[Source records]
--------------------------------

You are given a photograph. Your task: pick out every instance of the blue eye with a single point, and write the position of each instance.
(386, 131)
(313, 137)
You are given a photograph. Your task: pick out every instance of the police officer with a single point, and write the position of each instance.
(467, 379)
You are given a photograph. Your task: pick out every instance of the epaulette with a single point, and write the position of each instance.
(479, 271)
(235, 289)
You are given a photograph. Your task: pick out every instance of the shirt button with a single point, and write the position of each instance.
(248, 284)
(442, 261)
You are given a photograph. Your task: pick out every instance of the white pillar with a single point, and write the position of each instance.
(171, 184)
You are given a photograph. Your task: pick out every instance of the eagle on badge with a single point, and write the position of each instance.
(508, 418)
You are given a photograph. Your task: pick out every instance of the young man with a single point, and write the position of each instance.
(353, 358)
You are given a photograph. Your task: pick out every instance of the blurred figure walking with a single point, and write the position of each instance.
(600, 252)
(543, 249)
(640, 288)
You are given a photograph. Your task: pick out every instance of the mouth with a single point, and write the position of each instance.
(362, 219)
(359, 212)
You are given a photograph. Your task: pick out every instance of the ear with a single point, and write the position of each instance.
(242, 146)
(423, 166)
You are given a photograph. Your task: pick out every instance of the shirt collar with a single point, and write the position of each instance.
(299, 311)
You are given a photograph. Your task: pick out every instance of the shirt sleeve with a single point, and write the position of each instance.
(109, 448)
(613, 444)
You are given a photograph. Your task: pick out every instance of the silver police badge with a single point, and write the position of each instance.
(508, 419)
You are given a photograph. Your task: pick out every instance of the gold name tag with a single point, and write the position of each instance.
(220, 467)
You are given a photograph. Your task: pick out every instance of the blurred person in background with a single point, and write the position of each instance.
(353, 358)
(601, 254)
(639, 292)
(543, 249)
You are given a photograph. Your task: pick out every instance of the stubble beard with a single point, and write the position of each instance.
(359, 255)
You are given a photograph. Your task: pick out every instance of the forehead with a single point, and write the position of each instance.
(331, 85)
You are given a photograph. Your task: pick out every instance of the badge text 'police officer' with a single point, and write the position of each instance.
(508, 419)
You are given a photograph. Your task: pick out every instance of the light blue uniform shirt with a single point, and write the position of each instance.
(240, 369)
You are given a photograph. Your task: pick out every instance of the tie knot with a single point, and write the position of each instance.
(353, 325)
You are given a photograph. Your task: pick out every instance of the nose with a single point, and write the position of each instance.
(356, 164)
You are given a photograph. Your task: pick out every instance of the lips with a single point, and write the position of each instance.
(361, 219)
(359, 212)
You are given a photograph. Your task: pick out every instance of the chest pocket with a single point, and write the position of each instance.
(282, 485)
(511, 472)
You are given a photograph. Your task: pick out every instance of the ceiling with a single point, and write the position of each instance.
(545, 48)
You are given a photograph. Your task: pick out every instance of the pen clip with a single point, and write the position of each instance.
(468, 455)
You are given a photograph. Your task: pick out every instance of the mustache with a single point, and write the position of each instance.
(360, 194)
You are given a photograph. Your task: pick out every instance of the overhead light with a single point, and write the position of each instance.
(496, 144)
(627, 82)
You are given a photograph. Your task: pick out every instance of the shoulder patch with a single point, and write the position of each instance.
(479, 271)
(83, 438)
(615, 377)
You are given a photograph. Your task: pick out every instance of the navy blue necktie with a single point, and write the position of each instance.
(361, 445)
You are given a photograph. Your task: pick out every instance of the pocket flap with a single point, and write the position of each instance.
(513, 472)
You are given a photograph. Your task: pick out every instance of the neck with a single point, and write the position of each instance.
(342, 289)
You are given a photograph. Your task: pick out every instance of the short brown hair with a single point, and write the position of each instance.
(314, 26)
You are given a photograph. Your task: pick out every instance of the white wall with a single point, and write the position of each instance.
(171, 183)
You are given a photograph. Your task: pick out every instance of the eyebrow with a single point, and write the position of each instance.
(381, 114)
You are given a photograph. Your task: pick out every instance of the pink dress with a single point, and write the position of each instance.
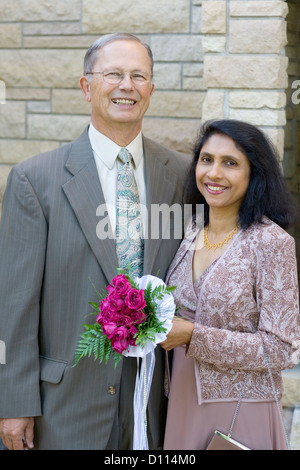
(190, 426)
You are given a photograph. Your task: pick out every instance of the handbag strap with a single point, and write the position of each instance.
(274, 393)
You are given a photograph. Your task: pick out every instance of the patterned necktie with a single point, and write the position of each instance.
(129, 235)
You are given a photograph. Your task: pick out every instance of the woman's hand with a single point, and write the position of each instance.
(180, 334)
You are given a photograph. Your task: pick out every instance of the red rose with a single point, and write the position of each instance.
(135, 299)
(109, 329)
(119, 341)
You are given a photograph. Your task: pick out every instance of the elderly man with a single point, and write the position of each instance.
(50, 249)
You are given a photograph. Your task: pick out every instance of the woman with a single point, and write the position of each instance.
(237, 294)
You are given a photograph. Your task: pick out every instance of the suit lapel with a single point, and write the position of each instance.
(161, 184)
(85, 195)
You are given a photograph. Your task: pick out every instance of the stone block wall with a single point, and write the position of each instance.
(213, 59)
(245, 66)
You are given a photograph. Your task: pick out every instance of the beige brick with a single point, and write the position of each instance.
(58, 42)
(10, 35)
(177, 48)
(276, 135)
(257, 99)
(22, 94)
(214, 17)
(12, 119)
(244, 33)
(291, 380)
(56, 127)
(51, 28)
(193, 83)
(15, 151)
(41, 68)
(176, 104)
(213, 105)
(213, 43)
(245, 72)
(258, 8)
(167, 76)
(69, 102)
(140, 16)
(36, 10)
(177, 134)
(259, 117)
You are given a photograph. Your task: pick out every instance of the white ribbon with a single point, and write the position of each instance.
(145, 370)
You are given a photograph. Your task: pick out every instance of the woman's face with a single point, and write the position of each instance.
(222, 173)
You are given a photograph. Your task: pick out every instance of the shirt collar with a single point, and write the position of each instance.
(107, 150)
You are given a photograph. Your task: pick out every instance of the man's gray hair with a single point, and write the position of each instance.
(91, 54)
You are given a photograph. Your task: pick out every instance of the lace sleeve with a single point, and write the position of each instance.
(279, 320)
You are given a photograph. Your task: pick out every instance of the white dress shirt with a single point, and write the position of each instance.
(105, 154)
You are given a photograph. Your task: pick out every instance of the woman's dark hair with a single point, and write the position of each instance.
(267, 194)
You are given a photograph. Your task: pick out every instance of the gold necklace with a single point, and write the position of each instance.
(214, 246)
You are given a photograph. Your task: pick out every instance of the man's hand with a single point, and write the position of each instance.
(17, 433)
(180, 334)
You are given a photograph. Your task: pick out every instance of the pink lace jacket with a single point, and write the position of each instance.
(247, 302)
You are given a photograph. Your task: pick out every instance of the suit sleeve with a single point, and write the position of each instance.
(278, 329)
(23, 236)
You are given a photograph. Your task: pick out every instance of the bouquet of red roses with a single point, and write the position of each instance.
(130, 319)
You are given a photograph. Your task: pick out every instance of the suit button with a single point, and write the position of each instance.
(111, 390)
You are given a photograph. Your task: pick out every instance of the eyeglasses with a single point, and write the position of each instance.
(138, 78)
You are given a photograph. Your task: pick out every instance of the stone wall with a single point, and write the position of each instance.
(213, 59)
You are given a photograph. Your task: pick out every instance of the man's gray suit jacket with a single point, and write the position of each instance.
(50, 255)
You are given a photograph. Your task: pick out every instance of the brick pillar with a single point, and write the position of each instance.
(245, 67)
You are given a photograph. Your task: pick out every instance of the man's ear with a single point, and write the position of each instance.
(85, 87)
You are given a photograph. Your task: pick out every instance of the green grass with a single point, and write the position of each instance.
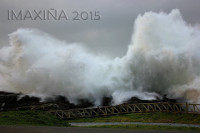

--------------------------------

EXERCISE OBJECTIVE: Copy out every line of the items above that contains the word "brick".

TASK OUTPUT:
You are given a photograph. Your task: pick out every instance of the beige brick with a single point, and write the position of each instance.
You are given a photograph. Your task: pick out every instance of the brick pillar with a single point, and write the position of each instance.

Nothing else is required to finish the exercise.